Entries taken from a collection:
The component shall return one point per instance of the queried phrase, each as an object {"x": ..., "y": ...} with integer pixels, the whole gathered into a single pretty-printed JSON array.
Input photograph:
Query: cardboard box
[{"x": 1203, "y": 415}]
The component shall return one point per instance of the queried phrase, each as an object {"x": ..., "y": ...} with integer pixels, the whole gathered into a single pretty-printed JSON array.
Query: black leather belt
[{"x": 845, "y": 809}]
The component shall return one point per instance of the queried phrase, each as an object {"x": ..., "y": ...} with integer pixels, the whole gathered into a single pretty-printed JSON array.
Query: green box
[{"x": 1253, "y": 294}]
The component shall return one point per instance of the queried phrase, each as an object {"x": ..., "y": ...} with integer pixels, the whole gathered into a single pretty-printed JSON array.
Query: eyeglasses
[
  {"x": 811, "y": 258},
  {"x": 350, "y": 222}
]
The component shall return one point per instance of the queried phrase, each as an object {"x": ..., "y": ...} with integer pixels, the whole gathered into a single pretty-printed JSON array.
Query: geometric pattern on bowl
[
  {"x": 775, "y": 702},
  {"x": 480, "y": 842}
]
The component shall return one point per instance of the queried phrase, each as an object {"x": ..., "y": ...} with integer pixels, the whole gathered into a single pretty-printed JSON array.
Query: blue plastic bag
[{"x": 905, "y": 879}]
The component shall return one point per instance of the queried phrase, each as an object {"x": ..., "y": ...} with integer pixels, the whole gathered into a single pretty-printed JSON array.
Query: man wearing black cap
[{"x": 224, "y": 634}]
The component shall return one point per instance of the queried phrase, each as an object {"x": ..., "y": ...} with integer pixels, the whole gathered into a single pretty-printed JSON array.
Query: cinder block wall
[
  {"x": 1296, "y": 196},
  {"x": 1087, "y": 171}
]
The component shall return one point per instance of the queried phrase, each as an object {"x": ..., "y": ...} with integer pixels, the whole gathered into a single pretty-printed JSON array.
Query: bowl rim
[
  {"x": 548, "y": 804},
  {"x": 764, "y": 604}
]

What to work on
Restate the entries above, keeping every word intact.

Exercise answer
The component shall return one point per instance of the queried phrase, each as an object {"x": ..., "y": ...} with integer pixels, the whole gathered into a single pretty-printed JSON array.
Input photograph:
Query: cardboard box
[{"x": 1203, "y": 415}]
The component shall return one point per instance of the queried phrase, each as an object {"x": ..., "y": ...} with integer pixels, the whole gathered into a single pretty-printed JSON array.
Query: black leather belt
[{"x": 845, "y": 809}]
The component shall return one point per instance of the queried phrase, each as an object {"x": ..., "y": ...} with integer pixels, the whole gathered into a single pretty-printed JSON array.
Query: green box
[{"x": 1253, "y": 294}]
The component shall return one point per instance of the queried phrase, each as an object {"x": ..., "y": ...} with integer pixels, the whole gathered into a single pretty-printed JSON array.
Query: eyeglasses
[
  {"x": 811, "y": 258},
  {"x": 350, "y": 222}
]
The component shall return one point per instance of the queried phrase, each as an object {"x": ..., "y": ...} with integer pixels, the whole gathered into a single pretty-printed JSON array.
Query: geometric pattern on bowl
[
  {"x": 775, "y": 702},
  {"x": 480, "y": 842}
]
The component shall return one point per instance of the queried phrase, each as an object {"x": ..., "y": ...} with integer pixels, the whole gathered into a single pretty-printed JSON array.
Query: blue plastic bag
[{"x": 905, "y": 879}]
The component shall return one point per instance of the queried phrase, each as an object {"x": ..., "y": ...} with integer pixels, the whole gathered into a single pretty-printed JSON array.
Query: man wearing black cap
[{"x": 224, "y": 634}]
The component shall return one point per instance of the queried phrase, each as an object {"x": ..., "y": ...} with integer pixels, the whole gathered into a single pretty-printed JSON array.
Query: cinder block wall
[
  {"x": 1296, "y": 196},
  {"x": 1087, "y": 171}
]
The component shall return one point per instance of the queried phrase, each as an object {"x": ..., "y": ...} with integer pixels, the whole gathered into a single pretty-printed JSON array.
Query: bowl rim
[
  {"x": 548, "y": 804},
  {"x": 764, "y": 604}
]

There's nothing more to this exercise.